▶ What to do:
Can you retype, word for word, the rows below from the line containing "TARGET = blurred background vegetation" through the end of the rows, with both ends included?

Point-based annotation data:
--------------------------------------------------

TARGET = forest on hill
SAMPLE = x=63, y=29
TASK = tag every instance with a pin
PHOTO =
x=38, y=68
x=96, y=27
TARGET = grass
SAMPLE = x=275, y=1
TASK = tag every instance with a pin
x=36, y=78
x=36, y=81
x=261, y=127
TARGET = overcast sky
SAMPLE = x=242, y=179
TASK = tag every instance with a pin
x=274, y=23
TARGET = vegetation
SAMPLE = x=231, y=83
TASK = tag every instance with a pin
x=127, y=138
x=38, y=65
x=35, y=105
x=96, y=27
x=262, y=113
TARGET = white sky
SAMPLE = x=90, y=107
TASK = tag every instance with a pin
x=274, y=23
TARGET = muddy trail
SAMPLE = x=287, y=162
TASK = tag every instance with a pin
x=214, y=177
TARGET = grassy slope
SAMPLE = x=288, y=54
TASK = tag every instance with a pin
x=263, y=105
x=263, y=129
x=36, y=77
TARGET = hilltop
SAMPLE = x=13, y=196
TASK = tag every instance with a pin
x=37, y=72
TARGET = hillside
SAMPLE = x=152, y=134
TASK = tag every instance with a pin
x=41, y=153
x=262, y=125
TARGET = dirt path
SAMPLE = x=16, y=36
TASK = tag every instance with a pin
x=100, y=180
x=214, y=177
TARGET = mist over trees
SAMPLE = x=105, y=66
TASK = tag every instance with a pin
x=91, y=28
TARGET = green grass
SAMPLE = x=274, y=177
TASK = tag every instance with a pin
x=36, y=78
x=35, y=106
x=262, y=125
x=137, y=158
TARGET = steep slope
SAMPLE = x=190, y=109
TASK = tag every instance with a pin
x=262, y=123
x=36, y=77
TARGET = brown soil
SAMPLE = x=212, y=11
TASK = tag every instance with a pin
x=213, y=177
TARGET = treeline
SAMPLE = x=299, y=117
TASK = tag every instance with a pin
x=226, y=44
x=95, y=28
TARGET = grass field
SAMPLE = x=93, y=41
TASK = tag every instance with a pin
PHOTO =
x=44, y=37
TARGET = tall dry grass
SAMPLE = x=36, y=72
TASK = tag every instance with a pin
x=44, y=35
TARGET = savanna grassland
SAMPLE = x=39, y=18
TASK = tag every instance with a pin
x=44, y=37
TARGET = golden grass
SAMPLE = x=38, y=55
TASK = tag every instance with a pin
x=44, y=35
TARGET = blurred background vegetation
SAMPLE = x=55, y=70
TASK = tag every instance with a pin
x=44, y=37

--------------------------------------------------

▶ Output:
TARGET = blurred background vegetation
SAMPLE = x=55, y=70
TASK = tag every instance with a pin
x=44, y=37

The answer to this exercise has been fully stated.